— Work to complete —
1. Answer each question about the floppy-ear thread, one line per answer, marked (a), (b), (c).
(a) What does ET do with his left ear when something very interesting is going on?
(b) About how long did it take for ET's ear to return to normal?
(c) With which two conditions has hoofmaiden seen this?
2. Summarize the floppy-ear thread in two sentences.

— Exercise text —

>>>

# What the heck... floppy ear?!



## ETrescued (Oct 22, 2009)

Hi all,

Sheesh. ET just came over to me, and his left ear is a bit floppy. Not paralyzed, for if something very interesting is going on (like people behind the door) he moves it forward into an almost normal position. But if he is relaxing, its floppy with a bit of a head tilt. 

It is in the position that a cat's ear has when it has been damaged by a hemotoma (although there is no hemotoma). 

Anyone have any ideas? He does seem to be a bit sensitive to it. I tried to clean it out as he was scratching it, but couldn't see anything obviously wrong.

UGH! Vets tomorrow of it doesn't improve.

-BP


----------



## Heidi n Q (Nov 22, 2006)

Sounds like some sort of irritation and I'd give him a bit of time to work it out himself. Usually my own kitties will sort out whatever it is in under a couple hours. If it persists in the morning, possible vet visit. Mallie had an ear cocked to the side and was tilting her head but the next time I saw her, about an hour later, she was just fine ... so I figured it was a minor irritant.
Best of luck he works it out on his own!
h


----------



## ETrescued (Oct 22, 2009)

Hi Heidi- thanks for responding. Like your kitty's situation, ET's ear was back to normal in about an hour. I think my post was a bit hasty lol... but he was looking so awkward it made me nervous. I'm happy all is well 

-BP


----------



## hoofmaiden (Sep 28, 2009)

I've seen that w/ ear infections and also w/ ear mites. Any chance that Lacey brought some little travellers w/ her from the shelter?


----------

<<<

— Excerpted records —

>>>

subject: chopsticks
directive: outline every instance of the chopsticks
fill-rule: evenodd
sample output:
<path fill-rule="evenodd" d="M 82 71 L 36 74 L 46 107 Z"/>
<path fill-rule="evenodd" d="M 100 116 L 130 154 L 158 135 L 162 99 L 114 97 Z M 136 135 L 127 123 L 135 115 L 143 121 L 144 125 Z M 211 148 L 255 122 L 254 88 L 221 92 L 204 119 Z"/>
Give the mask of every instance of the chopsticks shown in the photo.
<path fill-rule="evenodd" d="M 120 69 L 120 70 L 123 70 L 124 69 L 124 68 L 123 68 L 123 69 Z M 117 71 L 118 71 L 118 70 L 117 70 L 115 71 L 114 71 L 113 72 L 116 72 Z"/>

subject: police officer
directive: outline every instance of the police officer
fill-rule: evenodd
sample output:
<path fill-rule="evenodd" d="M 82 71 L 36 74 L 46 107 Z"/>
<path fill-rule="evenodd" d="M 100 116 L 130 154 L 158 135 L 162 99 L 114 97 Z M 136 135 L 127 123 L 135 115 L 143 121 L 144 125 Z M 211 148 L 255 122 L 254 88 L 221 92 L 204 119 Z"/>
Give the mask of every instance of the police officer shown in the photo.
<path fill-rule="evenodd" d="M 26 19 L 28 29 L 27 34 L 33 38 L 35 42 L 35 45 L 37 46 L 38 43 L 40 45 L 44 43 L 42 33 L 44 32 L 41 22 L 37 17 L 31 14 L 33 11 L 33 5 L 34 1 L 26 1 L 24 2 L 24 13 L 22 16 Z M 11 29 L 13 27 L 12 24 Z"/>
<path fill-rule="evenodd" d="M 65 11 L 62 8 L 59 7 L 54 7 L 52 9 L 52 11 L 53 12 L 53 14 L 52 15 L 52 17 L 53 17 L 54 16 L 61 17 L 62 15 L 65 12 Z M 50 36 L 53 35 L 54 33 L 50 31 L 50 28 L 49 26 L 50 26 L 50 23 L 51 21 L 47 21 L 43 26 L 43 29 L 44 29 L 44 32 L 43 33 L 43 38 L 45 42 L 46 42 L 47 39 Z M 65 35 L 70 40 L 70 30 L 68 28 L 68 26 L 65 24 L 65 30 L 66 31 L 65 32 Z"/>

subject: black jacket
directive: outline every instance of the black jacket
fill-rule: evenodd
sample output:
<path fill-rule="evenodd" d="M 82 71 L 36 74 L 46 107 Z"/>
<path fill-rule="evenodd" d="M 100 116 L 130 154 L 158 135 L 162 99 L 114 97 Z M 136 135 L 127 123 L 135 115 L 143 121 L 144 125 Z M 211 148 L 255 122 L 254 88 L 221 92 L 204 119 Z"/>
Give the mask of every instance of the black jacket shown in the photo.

<<<
>>>

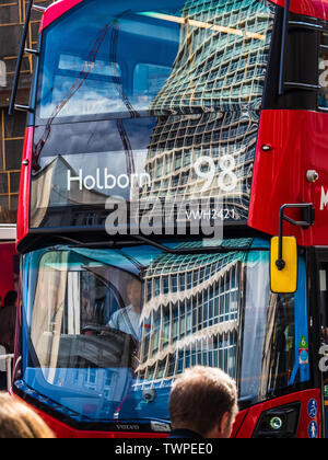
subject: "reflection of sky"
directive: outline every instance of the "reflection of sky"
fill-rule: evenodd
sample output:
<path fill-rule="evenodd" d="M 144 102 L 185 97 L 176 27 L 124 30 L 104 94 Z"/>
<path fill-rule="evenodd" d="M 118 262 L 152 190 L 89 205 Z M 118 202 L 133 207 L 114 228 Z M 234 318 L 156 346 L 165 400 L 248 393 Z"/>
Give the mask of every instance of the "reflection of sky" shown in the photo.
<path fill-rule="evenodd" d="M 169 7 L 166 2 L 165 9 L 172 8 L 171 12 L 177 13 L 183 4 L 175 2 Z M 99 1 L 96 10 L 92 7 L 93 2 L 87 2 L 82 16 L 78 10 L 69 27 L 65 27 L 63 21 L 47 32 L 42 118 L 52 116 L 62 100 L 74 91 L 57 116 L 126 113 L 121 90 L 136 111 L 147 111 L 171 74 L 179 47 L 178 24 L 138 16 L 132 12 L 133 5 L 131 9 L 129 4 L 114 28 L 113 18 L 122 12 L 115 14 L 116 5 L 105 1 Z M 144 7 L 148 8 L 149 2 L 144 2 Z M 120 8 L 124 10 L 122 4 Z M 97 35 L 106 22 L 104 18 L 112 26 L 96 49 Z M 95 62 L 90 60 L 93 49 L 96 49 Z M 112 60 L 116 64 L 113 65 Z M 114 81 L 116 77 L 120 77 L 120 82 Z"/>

<<<
>>>

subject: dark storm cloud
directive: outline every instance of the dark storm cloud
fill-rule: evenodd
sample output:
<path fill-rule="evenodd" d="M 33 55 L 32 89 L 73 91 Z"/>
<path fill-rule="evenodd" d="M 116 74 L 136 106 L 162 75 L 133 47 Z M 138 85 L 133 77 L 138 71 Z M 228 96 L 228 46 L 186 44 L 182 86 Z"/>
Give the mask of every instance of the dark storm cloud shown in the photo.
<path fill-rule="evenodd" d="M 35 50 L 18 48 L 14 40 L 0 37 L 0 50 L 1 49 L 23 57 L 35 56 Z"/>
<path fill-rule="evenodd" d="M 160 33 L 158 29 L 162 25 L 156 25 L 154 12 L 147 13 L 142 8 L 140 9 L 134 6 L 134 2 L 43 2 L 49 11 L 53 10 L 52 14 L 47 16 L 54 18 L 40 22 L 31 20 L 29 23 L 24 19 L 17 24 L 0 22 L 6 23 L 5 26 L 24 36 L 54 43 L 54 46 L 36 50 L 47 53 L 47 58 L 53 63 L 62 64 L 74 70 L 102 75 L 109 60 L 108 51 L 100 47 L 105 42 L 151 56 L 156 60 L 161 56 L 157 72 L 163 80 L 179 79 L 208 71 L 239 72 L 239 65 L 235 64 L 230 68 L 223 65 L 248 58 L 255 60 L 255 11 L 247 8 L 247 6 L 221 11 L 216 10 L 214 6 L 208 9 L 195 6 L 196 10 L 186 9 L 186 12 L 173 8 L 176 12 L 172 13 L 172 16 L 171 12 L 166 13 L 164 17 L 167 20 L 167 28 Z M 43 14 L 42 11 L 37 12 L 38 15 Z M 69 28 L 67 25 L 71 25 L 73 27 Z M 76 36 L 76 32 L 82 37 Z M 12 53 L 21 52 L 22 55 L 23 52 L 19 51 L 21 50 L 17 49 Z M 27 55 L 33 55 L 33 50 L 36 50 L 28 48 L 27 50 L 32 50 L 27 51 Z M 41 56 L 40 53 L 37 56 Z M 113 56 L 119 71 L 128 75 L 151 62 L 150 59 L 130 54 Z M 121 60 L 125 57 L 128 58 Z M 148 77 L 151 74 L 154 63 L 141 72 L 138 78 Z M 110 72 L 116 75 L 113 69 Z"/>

<<<

— Answers in order —
1.
(a) He moves it forward into an almost normal position.
(b) About an hour.
(c) Ear infections and ear mites.

2. ETrescued reported that ET's left ear was floppy, with a slight head tilt when he was relaxing, though he could still move it forward, and planned a vet visit if it didn't improve. Heidi n Q suggested a minor irritation that he would likely work out himself, and ET's ear was back to normal in about an hour, while hoofmaiden noted having seen this with ear infections and ear mites.